**Aim a:**
Print the passage of the self-preservation guide between "The copies you" and "these policy changes.", inclusive.
— Start of Extracted text —
Guide to self-preservation
Learn how to manage your data, keep it accessible and usable, and extend its lifespan for as long as possible.
About the guide
There are many risks that can negatively impact your digital records. These include:
- Software and hardware obsolescence or failure
- File degradation or corruption
- Physical damage to storage media, such as flash drives or hard drives
- Human error, such as accidental deletion of files
Considering these risks, your digital records have an average lifespan of 5-15 years, depending on the software and hardware you choose to maintain your data and a number of other variables. You can help extend the life of your digital records through a variety of general and format specific strategies. Useful strategies for creating and keeping good data are included in this guide.
Who should use this guide?
The Libraries’ guide to self-preservation aims to support your data management at work, at home, and in your research. It may be useful for:
- Researchers who are creating data with the end-goal of depositing it in a repository to comply with requirements set by their funder, publisher, institution, or other party should review General strategies and the Research data section under Content-specific considerations.
- University faculties, offices, departments and units who are creating records that need to be retained for over 5 years, or that are defined as archival in the University’s Common Records Schedule, should review the General strategies section.
- Private donors who are creating records that they intend to transfer to the University of Manitoba Archives & Special Collections should review General strategies and the Personal archiving section under Content-specific considerations.
This guide may be of further interest for general purposes, such as managing and preserving your own personal records.
Storage and back-ups
Consider where all of your records are stored: on your computer, your phone, your tablet, social media accounts, as e-mail attachments, in Dropbox, Google Drive, and other file storage services, or on external media such as flash drives, optical media, or external hard drives.
The copies you maintain and back-up should consolidate important records from across these storage areas. File storage services and social media have changed their policies in the past to limit how much users can upload and have even deleted user content in response to these policy changes.
Third party platforms are not required to maintain your data. External media has a shelf life and will become unreadable and inaccessible over time. Make sure to have a local copy of all of your important or meaningful records and refresh your hardware as needed.
Having copies of your data will ensure you have a back-up in the event of data loss. The 3-2-1 rule is a good approach to follow: Keep 3 copies, on 2 different types of storage media (example: 1 laptop, 2 external hard drives) and store one copy in a separate location.
— End of Extracted text —
— Start of Records provided —
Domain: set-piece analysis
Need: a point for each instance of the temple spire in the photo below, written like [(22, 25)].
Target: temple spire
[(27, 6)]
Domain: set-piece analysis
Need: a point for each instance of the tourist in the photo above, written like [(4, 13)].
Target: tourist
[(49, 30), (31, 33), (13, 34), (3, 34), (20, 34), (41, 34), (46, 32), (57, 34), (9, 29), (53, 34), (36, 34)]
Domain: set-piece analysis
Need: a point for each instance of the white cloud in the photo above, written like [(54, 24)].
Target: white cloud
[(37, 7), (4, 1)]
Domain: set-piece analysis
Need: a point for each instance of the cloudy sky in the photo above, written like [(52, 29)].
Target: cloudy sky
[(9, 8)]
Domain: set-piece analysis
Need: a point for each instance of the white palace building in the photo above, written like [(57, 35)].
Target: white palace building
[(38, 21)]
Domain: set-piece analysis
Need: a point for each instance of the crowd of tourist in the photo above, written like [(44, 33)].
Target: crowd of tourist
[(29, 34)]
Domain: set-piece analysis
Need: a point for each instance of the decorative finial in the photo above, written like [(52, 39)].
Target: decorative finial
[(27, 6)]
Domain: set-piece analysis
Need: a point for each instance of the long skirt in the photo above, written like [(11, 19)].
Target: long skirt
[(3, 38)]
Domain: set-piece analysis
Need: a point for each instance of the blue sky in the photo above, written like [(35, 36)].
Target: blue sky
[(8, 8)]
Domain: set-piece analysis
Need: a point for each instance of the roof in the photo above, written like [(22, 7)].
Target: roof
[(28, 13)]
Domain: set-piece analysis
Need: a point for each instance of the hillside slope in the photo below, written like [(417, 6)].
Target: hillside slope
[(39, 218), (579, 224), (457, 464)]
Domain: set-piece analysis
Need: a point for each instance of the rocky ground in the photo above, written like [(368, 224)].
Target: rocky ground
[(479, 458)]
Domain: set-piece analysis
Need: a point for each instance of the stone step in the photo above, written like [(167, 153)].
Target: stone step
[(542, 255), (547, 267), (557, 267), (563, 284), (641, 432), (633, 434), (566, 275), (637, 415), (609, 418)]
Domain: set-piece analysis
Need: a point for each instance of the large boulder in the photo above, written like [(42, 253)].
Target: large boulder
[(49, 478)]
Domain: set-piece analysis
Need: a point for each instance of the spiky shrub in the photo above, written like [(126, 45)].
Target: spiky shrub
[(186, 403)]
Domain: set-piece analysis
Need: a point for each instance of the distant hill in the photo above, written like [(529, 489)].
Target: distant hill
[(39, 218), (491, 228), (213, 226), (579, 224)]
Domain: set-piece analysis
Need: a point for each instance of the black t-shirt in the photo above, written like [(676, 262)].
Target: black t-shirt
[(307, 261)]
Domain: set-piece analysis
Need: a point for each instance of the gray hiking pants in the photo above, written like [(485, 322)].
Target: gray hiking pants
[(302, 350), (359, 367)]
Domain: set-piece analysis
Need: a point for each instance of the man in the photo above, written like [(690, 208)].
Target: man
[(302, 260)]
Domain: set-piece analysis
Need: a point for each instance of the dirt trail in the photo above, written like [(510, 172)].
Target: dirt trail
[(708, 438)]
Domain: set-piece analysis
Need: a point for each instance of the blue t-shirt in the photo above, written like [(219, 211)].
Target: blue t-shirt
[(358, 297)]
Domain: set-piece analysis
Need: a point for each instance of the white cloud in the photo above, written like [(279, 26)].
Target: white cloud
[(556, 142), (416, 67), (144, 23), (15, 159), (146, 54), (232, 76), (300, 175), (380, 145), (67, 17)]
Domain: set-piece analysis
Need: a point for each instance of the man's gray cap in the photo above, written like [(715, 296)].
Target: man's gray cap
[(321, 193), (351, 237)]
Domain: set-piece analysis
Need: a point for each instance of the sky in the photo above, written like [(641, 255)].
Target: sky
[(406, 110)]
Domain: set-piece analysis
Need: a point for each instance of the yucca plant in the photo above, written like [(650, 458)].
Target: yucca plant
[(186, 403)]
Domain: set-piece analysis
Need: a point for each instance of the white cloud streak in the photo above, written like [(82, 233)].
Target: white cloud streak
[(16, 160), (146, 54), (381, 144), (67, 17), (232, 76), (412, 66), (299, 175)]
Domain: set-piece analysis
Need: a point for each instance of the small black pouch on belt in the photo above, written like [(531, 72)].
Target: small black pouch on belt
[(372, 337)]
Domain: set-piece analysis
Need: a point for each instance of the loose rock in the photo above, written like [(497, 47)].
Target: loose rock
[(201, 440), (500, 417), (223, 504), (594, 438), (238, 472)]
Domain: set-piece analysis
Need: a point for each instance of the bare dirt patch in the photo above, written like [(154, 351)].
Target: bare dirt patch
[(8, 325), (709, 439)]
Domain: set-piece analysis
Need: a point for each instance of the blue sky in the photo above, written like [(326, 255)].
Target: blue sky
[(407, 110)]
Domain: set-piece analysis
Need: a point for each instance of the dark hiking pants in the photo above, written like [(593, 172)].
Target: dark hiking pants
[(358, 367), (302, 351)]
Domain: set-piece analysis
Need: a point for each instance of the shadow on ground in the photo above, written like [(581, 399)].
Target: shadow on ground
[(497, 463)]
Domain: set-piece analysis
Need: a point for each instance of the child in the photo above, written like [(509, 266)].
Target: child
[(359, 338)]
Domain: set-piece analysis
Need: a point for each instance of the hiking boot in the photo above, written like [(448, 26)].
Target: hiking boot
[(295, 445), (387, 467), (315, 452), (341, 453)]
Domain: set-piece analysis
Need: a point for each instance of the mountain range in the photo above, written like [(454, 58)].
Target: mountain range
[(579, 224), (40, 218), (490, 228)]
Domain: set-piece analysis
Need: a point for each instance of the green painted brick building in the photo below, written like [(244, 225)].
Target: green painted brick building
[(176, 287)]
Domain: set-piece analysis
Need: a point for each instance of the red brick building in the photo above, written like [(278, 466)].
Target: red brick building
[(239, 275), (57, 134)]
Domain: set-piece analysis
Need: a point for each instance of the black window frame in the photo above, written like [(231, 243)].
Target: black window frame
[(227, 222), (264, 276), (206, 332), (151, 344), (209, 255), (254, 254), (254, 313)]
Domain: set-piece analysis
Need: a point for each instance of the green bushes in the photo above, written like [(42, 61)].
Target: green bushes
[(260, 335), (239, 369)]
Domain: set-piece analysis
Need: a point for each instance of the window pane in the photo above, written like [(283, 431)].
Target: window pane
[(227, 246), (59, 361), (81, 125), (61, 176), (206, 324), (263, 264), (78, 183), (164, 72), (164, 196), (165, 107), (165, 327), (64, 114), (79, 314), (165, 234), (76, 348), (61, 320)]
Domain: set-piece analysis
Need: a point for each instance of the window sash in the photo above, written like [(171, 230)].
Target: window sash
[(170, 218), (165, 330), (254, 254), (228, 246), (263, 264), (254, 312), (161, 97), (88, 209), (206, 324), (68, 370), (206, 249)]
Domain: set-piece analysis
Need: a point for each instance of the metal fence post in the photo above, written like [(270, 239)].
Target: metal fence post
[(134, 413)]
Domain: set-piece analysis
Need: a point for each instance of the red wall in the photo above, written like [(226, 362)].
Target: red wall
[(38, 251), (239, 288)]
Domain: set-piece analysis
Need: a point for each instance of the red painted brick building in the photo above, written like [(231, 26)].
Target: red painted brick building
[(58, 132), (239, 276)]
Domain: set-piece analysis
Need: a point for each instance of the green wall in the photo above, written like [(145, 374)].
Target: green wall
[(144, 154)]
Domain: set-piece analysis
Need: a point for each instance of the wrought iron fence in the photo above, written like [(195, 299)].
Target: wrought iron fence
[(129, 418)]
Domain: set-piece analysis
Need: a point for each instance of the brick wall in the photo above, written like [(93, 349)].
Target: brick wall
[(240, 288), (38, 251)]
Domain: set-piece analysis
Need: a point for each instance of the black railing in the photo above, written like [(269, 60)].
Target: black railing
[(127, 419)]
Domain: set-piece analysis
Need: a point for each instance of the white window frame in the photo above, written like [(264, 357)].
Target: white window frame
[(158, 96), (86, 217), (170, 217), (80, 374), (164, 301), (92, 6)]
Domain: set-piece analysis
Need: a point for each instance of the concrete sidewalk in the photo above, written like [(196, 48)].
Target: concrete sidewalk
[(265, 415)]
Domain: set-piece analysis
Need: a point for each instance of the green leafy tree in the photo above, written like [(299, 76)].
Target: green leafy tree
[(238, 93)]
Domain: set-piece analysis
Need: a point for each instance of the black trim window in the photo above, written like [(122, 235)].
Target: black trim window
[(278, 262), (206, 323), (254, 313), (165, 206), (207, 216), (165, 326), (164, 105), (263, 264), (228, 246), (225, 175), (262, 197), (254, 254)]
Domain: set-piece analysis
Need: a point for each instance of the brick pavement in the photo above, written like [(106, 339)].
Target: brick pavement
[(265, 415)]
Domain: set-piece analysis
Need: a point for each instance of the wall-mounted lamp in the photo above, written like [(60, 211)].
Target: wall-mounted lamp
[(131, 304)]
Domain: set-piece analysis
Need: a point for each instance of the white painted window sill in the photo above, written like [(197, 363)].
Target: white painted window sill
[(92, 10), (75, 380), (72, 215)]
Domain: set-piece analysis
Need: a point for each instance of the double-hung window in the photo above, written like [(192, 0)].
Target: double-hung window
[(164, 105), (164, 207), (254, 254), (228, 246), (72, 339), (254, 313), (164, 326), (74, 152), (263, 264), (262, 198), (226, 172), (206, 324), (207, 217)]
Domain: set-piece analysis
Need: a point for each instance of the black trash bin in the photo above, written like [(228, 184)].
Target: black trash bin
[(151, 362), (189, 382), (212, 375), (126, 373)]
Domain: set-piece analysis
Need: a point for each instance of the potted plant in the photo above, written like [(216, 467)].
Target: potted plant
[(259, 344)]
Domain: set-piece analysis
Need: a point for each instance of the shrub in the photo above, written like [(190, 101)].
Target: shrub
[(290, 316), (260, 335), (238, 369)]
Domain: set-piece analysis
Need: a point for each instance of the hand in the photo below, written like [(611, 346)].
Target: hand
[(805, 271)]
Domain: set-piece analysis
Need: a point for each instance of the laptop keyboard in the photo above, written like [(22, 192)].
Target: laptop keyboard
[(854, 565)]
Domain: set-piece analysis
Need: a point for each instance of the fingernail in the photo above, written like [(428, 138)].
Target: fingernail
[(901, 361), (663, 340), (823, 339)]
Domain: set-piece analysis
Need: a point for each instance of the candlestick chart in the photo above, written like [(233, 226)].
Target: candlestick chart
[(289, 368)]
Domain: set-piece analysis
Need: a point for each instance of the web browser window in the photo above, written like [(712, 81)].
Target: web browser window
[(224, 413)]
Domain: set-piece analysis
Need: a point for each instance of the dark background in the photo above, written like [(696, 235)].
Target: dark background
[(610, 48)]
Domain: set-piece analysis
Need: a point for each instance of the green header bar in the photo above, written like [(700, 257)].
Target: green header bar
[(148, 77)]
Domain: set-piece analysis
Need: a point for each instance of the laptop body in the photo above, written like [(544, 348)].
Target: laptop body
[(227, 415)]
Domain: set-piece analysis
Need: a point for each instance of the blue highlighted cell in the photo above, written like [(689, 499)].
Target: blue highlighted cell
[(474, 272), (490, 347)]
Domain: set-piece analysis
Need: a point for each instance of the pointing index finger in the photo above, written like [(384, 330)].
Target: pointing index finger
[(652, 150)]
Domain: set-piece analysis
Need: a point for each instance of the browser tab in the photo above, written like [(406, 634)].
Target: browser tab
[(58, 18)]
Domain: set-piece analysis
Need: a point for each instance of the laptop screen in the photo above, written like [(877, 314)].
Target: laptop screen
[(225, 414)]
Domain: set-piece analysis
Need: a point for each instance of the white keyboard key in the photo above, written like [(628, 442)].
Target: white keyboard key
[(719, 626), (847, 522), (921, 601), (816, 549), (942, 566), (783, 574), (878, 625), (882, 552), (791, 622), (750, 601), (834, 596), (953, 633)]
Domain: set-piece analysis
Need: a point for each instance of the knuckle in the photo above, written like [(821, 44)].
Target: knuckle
— End of Records provided —
**Aim b:**
Return every line of the listing that contains the string "cloudy". Case matters.

**Worked solution a:**
The copies you maintain and back-up should consolidate important records from across these storage areas. File storage services and social media have changed their policies in the past to limit how much users can upload and have even deleted user content in response to these policy changes.

**Worked solution b:**
Need: a point for each instance of the cloudy sky in the photo above, written like [(52, 29)].
Target: cloudy sky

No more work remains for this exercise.